Federal Court of Australia
Anderson (administrator), in the matter of S&W Holdings Australia Pty Ltd (administrators appointed) (No 2) [2024] FCA 941
ORDERS
DATE OF ORDER: |
THE COURT ORDERS THAT:
1. Pursuant to section 439A(6) of the Corporations Act 2001 (Cth), the convening period (as defined in section 439A(5)(a) of the Corporations Act) within which the First Plaintiffs (Administrators) must convene the second meeting of creditors of each of the Second Plaintiff and Third Plaintiff (Companies), be extended until 21 October 2024.
2. Pursuant to section 447A(1) of the Corporations Act, Part 5.3A of the Corporations Act is to operate in relation to each of the Companies such that, notwithstanding the provisions in section 439A(2) of the Corporations Act, the second meeting of the creditors of each of the Companies required under section 439A of the Corporations Act may be convened and held at any time during, or within, five business days after the end of the convening period as extended by order 1 above, provided that the Administrators give notice of the meeting to creditors of each of the Companies (including the persons or entities claiming to be creditors of the Companies) at least five business days before the meeting.
3. Within three business days of the making of these orders, the Plaintiffs are to take all reasonable steps to give notice of these orders to the creditors of the Companies (including persons or entities claiming to be creditors) utilising the means identified in order 3 of the orders made on 2 August 2024.
4. Any person who can demonstrate sufficient interest to vary or discharge these orders has liberty to apply on three business days’ written notice to the Plaintiffs and the Court.
5. The Plaintiffs’ costs of the application are to be treated as costs in the administrations of each of the Companies, jointly and severally, and be paid out of the assets of the Companies.

| Task list |
**a.** In the court orders, to what date is the convening period extended?
**b.** Reproduce the court orders verbatim from "3. Within three" up to and including "2 August 2024.".

| Information provided |
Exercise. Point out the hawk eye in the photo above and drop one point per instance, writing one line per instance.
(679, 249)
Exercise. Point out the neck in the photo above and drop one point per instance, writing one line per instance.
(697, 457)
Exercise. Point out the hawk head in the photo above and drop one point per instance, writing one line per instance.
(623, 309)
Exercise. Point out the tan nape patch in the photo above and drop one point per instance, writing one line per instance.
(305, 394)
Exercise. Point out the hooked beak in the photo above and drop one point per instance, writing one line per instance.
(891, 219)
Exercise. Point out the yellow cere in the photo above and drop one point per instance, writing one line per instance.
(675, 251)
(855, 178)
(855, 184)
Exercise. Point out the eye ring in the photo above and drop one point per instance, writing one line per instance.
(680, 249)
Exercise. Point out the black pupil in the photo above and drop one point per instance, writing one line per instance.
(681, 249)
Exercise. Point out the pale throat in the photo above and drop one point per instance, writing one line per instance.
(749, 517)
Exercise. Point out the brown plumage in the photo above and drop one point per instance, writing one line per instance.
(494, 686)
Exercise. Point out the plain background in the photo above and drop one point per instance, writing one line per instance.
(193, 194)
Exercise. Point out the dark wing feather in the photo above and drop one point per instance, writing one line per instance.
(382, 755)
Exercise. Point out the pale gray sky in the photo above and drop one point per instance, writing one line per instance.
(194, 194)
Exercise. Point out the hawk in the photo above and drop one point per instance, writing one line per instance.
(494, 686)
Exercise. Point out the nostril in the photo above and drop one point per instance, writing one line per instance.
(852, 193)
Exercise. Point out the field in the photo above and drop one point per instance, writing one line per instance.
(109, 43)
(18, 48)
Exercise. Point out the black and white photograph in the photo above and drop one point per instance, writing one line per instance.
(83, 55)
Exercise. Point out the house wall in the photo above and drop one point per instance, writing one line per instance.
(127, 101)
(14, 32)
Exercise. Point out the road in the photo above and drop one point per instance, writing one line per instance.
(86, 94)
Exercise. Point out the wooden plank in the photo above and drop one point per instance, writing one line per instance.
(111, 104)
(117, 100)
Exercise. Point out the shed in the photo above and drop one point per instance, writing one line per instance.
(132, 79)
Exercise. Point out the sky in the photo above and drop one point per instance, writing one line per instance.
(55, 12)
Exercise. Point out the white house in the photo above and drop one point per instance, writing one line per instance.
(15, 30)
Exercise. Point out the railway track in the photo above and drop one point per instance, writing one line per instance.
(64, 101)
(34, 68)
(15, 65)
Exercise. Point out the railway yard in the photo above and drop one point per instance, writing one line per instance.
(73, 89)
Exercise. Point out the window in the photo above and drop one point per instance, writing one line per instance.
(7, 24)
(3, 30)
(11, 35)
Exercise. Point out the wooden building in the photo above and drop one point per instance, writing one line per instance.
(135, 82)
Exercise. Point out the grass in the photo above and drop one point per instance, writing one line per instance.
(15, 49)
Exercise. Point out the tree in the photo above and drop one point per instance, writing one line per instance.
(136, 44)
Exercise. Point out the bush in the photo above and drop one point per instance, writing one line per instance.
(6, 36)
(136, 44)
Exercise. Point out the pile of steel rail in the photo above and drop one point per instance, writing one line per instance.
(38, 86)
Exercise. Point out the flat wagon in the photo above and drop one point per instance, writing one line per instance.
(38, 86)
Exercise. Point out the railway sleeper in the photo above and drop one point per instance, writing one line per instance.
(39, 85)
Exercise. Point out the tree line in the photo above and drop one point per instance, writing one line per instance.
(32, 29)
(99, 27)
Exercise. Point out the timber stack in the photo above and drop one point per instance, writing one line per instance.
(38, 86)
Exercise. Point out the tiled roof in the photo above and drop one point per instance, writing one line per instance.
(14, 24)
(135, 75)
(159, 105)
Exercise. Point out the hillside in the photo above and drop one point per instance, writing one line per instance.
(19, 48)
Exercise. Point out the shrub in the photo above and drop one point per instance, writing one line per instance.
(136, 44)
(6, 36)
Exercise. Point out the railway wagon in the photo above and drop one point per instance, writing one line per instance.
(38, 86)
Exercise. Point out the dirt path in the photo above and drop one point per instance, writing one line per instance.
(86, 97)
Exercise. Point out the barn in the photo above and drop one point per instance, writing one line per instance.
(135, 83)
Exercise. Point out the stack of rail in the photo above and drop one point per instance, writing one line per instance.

| Task responses |
**a.** 21 October 2024

**b.**
3. Within three business days of the making of these orders, the Plaintiffs are to take all reasonable steps to give notice of these orders to the creditors of the Companies (including persons or entities claiming to be creditors) utilising the means identified in order 3 of the orders made on 2 August 2024.